> [TASK DETAILS] Beginning with the line that contains "standing in the photo above." in the material below, print each line exactly until the line that contains "carving in the photo above." has been printed, then stop.

> [WORKING DATA]
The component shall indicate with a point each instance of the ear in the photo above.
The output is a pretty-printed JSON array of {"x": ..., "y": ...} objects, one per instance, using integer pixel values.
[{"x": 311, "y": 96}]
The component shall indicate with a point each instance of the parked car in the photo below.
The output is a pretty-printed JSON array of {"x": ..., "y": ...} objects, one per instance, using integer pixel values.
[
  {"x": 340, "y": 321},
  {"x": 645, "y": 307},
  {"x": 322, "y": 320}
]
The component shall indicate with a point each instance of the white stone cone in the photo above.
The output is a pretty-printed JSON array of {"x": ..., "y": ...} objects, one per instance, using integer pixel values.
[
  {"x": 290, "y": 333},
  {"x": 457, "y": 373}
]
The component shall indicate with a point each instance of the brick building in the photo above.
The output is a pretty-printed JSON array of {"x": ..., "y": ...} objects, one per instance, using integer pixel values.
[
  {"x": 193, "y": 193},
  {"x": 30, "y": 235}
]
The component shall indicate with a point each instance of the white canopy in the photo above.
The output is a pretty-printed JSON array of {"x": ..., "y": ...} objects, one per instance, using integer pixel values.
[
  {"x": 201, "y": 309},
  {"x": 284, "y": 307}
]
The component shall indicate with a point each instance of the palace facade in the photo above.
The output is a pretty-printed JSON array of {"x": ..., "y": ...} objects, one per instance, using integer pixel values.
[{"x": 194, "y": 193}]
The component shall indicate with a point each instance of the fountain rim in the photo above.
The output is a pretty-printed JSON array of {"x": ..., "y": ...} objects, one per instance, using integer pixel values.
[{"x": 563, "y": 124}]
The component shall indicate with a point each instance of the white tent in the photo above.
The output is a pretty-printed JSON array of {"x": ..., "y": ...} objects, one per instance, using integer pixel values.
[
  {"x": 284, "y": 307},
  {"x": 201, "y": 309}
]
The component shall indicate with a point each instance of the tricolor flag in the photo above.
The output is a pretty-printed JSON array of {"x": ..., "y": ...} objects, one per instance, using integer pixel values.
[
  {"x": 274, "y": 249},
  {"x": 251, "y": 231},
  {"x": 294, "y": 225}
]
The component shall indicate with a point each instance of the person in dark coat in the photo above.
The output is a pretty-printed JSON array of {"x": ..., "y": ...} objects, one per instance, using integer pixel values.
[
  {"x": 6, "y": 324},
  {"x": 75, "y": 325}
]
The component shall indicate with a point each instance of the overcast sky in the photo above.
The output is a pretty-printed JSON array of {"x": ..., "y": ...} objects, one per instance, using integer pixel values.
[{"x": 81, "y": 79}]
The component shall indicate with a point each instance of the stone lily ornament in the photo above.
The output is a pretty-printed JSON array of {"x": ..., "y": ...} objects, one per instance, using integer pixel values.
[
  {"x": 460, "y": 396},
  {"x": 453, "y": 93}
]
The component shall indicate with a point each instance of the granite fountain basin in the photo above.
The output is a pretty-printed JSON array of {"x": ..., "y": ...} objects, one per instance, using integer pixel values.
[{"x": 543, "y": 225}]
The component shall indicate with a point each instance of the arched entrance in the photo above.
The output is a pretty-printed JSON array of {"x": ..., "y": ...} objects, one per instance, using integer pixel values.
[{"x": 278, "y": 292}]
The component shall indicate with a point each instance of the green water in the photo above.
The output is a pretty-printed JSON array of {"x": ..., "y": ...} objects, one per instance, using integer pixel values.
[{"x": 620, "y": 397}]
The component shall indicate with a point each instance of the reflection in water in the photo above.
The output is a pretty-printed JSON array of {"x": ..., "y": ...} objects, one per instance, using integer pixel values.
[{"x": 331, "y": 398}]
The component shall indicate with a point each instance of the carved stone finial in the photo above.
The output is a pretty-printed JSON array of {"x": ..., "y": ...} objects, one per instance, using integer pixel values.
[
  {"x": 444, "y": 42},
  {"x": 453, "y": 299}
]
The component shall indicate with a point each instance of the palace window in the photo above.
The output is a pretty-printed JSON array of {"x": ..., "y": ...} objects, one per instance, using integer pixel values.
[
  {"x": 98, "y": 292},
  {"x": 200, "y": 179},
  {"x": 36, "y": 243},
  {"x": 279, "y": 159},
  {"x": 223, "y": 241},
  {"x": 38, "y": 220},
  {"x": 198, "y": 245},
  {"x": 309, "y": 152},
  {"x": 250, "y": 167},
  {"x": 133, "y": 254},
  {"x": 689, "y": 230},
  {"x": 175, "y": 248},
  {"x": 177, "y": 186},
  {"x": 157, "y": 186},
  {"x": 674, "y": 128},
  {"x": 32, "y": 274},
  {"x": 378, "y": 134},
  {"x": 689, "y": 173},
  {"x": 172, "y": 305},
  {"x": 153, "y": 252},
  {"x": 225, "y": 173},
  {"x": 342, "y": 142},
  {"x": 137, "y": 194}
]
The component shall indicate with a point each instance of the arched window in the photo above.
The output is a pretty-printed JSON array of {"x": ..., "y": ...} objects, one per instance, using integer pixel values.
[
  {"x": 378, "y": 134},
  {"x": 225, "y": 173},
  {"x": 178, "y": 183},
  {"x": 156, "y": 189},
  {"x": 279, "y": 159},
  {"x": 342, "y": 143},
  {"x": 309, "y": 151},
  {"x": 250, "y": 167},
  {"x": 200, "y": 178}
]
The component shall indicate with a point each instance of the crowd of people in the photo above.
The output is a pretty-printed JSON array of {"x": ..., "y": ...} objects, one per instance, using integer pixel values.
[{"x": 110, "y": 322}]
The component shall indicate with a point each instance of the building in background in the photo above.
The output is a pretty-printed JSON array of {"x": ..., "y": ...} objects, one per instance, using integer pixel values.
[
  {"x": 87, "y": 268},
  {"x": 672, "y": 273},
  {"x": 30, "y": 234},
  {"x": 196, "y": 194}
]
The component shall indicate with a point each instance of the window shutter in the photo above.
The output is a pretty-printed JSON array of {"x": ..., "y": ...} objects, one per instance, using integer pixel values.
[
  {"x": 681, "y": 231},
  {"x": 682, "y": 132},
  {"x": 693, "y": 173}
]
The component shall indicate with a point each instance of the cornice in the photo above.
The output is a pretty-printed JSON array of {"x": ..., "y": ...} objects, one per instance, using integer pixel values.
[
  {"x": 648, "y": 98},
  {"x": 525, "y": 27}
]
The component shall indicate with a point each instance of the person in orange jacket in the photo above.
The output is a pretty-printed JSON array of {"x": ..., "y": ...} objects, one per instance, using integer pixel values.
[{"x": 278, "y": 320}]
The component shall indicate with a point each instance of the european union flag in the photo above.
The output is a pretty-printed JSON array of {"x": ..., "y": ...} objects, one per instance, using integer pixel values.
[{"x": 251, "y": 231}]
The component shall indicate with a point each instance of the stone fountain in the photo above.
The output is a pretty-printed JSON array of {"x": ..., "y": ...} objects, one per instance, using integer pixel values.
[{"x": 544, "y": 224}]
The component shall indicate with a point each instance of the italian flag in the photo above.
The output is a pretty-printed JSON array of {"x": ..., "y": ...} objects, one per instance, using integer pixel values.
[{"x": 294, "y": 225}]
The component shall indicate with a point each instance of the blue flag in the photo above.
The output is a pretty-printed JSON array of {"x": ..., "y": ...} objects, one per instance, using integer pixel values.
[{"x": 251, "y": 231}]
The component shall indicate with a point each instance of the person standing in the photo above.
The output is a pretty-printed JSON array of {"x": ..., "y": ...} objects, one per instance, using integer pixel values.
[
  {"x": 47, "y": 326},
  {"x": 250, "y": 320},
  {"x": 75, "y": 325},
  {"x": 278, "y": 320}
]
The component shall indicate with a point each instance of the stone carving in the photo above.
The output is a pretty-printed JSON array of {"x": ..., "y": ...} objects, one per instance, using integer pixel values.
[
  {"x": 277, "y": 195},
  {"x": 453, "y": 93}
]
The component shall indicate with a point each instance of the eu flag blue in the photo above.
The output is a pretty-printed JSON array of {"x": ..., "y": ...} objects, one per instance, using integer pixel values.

> [RESPONSE FOR THIS EXERCISE]
The component shall indicate with a point each instance of the person standing in the photo above.
The output is a pretty-printed JSON array of {"x": ..., "y": ...} objects, one per instance, using integer pixel values.
[
  {"x": 47, "y": 326},
  {"x": 250, "y": 320},
  {"x": 75, "y": 325},
  {"x": 278, "y": 320}
]
The component shall indicate with a point each instance of the stone carving in the photo above.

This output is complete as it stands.